Provided data
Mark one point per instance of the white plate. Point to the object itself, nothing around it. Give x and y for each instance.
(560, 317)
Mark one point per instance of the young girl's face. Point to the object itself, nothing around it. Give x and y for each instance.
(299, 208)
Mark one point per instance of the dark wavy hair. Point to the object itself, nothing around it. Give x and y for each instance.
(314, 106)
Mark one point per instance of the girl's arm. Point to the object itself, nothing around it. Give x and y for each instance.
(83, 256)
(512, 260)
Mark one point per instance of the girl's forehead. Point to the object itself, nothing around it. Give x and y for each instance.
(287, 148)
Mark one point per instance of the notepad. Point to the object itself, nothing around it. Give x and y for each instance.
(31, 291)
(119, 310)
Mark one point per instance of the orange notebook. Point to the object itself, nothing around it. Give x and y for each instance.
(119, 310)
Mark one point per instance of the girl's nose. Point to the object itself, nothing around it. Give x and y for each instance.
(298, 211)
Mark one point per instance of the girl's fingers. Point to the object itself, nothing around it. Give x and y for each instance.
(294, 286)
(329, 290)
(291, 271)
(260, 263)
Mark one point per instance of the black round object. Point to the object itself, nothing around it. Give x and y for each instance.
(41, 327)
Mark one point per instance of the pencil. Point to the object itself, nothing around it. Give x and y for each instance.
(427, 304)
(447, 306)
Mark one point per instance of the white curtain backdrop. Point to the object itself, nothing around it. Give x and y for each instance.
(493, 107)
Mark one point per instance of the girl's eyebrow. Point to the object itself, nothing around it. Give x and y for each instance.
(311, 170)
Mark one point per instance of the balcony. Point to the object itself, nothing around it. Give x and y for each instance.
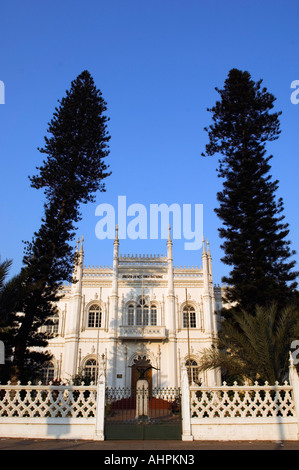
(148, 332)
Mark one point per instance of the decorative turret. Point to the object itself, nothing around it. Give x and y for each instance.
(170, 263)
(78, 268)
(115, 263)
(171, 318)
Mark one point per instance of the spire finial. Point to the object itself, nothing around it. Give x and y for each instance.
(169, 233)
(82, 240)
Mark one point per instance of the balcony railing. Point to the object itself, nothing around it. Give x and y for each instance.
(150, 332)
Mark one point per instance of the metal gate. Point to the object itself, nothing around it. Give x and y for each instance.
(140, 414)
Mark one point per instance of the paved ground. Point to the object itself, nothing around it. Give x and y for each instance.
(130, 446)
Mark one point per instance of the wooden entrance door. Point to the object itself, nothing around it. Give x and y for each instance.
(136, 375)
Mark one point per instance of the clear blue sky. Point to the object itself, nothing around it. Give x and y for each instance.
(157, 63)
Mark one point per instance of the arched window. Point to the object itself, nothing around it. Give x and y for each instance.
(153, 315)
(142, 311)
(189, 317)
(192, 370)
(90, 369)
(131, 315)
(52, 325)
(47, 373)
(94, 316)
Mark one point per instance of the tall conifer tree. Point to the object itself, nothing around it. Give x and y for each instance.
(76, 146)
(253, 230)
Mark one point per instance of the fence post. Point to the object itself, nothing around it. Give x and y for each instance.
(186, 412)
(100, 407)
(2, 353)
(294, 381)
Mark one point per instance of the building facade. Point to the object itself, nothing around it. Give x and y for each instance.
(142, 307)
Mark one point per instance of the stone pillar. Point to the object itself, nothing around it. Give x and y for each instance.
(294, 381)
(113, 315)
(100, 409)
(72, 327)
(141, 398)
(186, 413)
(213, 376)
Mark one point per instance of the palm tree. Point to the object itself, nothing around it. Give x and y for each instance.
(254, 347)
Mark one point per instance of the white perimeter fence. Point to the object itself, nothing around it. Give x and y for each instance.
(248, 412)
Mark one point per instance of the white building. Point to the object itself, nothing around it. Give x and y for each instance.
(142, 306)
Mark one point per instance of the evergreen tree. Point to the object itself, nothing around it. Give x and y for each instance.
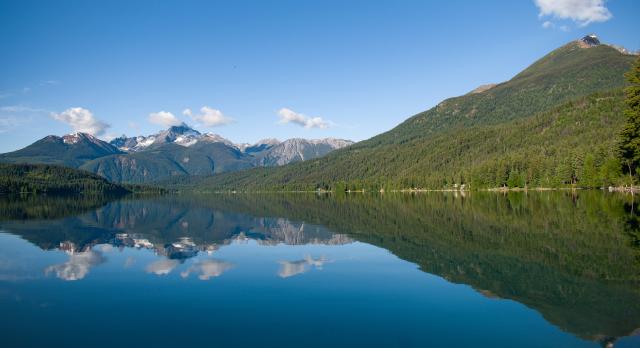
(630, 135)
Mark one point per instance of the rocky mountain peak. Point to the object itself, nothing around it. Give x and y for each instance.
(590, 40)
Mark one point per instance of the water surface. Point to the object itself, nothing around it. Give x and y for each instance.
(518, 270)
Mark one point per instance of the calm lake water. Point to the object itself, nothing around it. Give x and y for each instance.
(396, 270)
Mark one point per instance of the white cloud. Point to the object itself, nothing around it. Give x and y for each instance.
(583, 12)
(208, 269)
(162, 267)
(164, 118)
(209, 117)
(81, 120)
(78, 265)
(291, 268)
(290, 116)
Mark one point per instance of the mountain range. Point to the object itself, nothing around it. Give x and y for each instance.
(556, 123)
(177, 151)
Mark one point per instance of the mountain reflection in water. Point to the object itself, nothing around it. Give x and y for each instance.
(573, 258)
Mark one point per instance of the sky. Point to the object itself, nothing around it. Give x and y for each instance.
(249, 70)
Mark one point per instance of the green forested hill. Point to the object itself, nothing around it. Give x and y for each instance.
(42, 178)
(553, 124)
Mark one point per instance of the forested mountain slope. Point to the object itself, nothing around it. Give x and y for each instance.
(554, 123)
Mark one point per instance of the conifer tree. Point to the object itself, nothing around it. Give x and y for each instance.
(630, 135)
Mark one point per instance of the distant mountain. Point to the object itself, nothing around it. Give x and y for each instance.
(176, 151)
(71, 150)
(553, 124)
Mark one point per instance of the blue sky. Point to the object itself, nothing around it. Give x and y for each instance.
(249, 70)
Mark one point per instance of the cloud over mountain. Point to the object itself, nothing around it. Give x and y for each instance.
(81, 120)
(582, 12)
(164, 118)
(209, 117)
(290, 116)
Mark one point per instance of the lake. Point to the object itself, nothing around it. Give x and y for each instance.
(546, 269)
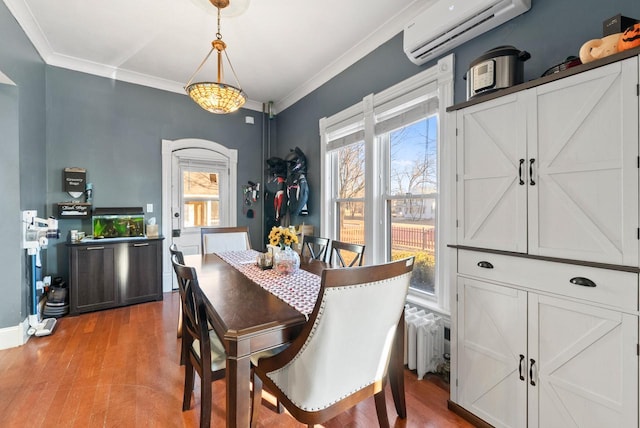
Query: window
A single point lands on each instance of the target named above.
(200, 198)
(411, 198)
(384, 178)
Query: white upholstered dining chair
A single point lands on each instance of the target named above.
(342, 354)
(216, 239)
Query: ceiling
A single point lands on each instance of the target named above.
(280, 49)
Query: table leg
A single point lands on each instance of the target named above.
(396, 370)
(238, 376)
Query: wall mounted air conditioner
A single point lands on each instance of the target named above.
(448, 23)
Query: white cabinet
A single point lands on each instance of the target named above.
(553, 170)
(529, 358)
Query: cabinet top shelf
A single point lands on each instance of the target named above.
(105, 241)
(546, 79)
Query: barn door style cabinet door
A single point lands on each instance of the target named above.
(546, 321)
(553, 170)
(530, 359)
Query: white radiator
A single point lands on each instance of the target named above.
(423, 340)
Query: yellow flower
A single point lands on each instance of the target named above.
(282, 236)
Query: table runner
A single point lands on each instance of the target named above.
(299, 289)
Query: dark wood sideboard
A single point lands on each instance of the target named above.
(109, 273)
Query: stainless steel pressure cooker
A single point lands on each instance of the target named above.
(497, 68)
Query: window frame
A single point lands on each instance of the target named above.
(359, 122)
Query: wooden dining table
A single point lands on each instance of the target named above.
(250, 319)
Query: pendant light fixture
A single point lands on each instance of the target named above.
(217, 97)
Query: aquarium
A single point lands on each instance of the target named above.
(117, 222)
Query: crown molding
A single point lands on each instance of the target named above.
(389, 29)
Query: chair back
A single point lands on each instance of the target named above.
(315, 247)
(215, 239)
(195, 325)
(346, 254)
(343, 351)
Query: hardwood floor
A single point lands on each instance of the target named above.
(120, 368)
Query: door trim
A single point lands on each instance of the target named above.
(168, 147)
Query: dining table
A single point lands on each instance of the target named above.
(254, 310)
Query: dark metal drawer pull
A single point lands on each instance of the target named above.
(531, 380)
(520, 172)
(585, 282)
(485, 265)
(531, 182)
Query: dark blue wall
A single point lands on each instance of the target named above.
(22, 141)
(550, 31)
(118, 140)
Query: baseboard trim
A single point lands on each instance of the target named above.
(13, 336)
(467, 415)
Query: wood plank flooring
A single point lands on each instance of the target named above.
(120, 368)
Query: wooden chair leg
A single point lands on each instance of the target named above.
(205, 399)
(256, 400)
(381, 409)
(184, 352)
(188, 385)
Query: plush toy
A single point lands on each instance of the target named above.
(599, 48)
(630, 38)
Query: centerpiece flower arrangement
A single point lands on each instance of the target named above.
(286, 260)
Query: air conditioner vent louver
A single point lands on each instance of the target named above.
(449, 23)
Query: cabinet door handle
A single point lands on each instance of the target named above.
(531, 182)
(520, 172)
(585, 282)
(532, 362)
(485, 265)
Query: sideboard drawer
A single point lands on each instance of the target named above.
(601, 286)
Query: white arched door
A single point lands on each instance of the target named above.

What is being asked
Using the listing above, pull out all lines that hold the word "sideboard".

Result for this task
Query: dark wood sideboard
Query: sideboard drawer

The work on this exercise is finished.